> [SHORT TASK A]:
Answer these questions from the text on hydrological disaster risk:
(i) What three factors did the social criteria weight?
(ii) How many of the 138 studied municipalities suffered from hydrological disasters?
(iii) Between which years did the 99 occurrences take place?

> [PAGE]:
-- start --
This paper presents a procedure for risk assessment for hydrological disasters considering the threshold rainfall and environmental and social criteria. A case study was carried out to test its feasibility in the northern region of the State of São Paulo, Brazil. The advantage of this procedure is that it only uses data available on government institutions and websites. For this reason, other regions and countries can easily adapt the procedure to their reality. Initially, the hydrological disasters were obtained including date, type of disaster, geographical coordinates and the number of victims. Next, for each disaster, the daily rains corresponding to the dates of the events were obtained from government websites, to establish the rainfall thresholds. Social criteria weighted the poverty index, population density, and the elderly population. The Environmental criteria weighted hydrology, geomorphology and geology factors. An open-source Geographic Information System (GIS) enabled the spatial distribution of disasters through the characterization of the physical environment in hydrology, geomorphology and geology features. The risk assessment was then obtained by combining the rainfall-triggering event with the environmental Susceptibility with social vulnerability. As a result, 31 of the 138 studied municipalities suffered from hydrological disasters, accounting for 99 occurrences between 2002 and 2017.
-- end --
> [RECORDED INFORMATION]:
-- start --
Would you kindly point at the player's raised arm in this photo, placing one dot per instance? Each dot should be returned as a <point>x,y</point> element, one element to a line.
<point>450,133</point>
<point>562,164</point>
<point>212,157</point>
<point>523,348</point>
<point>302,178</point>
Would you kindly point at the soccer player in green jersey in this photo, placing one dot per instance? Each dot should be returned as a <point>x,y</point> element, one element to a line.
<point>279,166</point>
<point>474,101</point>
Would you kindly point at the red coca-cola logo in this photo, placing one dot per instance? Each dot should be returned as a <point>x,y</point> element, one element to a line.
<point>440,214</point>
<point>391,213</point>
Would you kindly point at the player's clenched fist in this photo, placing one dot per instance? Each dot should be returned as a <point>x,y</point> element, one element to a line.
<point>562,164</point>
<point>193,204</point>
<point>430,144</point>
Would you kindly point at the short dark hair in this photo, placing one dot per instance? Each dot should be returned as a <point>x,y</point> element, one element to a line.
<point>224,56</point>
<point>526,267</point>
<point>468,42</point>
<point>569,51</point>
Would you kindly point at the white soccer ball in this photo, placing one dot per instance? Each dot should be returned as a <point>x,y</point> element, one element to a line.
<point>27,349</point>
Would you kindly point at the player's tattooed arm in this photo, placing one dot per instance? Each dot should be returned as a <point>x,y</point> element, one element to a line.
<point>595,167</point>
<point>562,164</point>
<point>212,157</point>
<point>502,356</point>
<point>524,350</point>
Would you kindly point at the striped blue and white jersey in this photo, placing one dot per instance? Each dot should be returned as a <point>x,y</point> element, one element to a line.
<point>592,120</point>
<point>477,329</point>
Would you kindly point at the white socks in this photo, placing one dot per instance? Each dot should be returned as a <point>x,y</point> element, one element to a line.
-- end --
> [SHORT TASK B]:
Copy the rows word for word, starting at the line that contains "Would you kindly point at the white soccer" and going through the end of the rows.

> [TASK SOLUTION A]:
(i) The poverty index, population density, and the elderly population.
(ii) 31.
(iii) Between 2002 and 2017.

> [TASK SOLUTION B]:
Would you kindly point at the white soccer ball in this photo, placing one dot per instance? Each dot should be returned as a <point>x,y</point> element, one element to a line.
<point>27,349</point>
Would you kindly point at the player's tattooed arm in this photo, placing one dot per instance? Each dot should be returned as a <point>x,y</point> element, one element to a line.
<point>595,167</point>
<point>562,164</point>
<point>212,157</point>
<point>502,356</point>
<point>524,350</point>
Would you kindly point at the striped blue and white jersey in this photo, placing one dot per instance? Each dot should be returned as a <point>x,y</point> element, one element to a line.
<point>592,120</point>
<point>477,329</point>
Would you kindly point at the white socks in this photo, placing one dot per instance? Each dot should be returned as a <point>x,y</point> element, one element to a line.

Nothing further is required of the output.